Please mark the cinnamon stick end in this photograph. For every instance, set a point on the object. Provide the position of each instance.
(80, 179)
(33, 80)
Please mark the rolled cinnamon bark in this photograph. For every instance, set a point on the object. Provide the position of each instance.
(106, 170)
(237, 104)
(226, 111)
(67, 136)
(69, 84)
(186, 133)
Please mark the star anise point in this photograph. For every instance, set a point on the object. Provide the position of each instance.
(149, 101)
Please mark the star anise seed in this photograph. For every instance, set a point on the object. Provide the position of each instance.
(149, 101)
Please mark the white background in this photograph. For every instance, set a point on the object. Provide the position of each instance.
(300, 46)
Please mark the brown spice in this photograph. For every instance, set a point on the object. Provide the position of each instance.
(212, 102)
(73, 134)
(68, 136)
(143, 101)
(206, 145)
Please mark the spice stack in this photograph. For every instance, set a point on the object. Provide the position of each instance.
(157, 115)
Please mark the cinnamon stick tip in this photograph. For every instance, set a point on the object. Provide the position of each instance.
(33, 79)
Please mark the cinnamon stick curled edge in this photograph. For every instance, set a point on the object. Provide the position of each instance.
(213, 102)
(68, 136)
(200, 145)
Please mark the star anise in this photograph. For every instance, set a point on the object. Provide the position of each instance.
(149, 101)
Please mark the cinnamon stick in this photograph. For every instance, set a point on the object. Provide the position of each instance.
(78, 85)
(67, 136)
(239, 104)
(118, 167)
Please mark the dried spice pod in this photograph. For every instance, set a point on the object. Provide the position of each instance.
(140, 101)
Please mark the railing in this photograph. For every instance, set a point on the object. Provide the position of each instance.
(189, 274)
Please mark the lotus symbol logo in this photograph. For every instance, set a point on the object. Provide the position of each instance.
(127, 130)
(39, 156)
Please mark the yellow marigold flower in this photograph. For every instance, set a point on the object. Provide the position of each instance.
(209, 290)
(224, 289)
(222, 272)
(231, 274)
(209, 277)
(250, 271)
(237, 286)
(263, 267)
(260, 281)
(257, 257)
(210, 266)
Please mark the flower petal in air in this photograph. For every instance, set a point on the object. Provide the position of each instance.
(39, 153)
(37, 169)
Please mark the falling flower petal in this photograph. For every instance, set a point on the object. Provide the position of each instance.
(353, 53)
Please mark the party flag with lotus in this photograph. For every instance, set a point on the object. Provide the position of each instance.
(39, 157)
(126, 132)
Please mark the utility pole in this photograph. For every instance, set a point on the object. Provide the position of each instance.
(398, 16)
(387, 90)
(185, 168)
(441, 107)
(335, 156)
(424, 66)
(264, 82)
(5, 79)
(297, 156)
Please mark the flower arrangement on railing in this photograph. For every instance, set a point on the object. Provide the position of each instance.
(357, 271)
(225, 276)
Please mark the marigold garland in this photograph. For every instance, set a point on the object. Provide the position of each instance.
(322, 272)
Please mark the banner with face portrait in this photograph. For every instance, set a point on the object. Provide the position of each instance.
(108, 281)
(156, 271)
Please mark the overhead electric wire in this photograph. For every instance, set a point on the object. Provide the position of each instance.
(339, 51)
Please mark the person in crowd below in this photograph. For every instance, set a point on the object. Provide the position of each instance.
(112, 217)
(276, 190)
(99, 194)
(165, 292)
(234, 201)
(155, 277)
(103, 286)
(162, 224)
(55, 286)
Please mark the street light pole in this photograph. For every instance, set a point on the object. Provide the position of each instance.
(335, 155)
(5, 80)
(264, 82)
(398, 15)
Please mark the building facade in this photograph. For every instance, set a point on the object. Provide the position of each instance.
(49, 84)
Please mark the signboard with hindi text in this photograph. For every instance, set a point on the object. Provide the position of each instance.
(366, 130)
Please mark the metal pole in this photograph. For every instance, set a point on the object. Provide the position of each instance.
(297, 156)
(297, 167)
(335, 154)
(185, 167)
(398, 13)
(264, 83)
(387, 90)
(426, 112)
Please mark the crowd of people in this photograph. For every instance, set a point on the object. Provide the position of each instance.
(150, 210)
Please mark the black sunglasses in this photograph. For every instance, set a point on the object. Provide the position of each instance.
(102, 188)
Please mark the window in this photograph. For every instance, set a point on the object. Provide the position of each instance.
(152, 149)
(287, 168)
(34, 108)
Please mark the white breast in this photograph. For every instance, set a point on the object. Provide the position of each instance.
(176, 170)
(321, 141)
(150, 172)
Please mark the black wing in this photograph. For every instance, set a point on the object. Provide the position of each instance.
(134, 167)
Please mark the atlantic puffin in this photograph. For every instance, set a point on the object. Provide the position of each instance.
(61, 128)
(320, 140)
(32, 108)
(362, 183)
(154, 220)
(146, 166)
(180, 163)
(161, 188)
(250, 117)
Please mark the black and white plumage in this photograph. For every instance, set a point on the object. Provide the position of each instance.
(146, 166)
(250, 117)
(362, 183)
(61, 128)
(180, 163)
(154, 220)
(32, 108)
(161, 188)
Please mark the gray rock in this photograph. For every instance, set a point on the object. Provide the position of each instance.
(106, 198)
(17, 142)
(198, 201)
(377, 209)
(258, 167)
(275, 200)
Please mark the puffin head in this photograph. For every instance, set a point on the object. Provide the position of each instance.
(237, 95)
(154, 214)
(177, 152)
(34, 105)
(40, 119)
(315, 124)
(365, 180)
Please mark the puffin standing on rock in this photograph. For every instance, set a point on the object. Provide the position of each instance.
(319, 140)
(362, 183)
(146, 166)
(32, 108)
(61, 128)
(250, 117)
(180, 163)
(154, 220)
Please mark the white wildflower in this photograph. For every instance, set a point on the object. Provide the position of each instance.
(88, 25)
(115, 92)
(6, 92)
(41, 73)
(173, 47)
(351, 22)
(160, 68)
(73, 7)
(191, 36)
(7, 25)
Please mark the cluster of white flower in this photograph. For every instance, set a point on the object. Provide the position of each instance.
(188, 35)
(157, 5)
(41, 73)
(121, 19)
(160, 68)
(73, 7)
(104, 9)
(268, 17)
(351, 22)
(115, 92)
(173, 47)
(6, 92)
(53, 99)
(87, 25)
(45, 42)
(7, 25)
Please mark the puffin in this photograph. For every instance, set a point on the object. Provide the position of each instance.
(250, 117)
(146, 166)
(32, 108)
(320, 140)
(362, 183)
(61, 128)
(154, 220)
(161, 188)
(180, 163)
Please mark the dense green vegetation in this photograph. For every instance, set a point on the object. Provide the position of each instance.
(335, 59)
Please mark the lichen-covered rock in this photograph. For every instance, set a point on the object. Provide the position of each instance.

□ □ □ □

- _Exercise_: Begin with the line that contains "Please mark the puffin in" and set down each line exactly until the records above end, including the final line.

- _Reply_:
Please mark the puffin in this photograph. For every instance, set a point on the object. Provide the position of each instance.
(250, 117)
(146, 166)
(32, 108)
(320, 140)
(362, 183)
(61, 128)
(154, 220)
(161, 188)
(180, 163)
Please mark the dense green vegetation in this photograph. For every instance, set a point on the object. Provide the position of each instance.
(335, 59)
Please mark the lichen-covered rock in this photograph. For every instance, set a point on the object. Provide the position of each instance.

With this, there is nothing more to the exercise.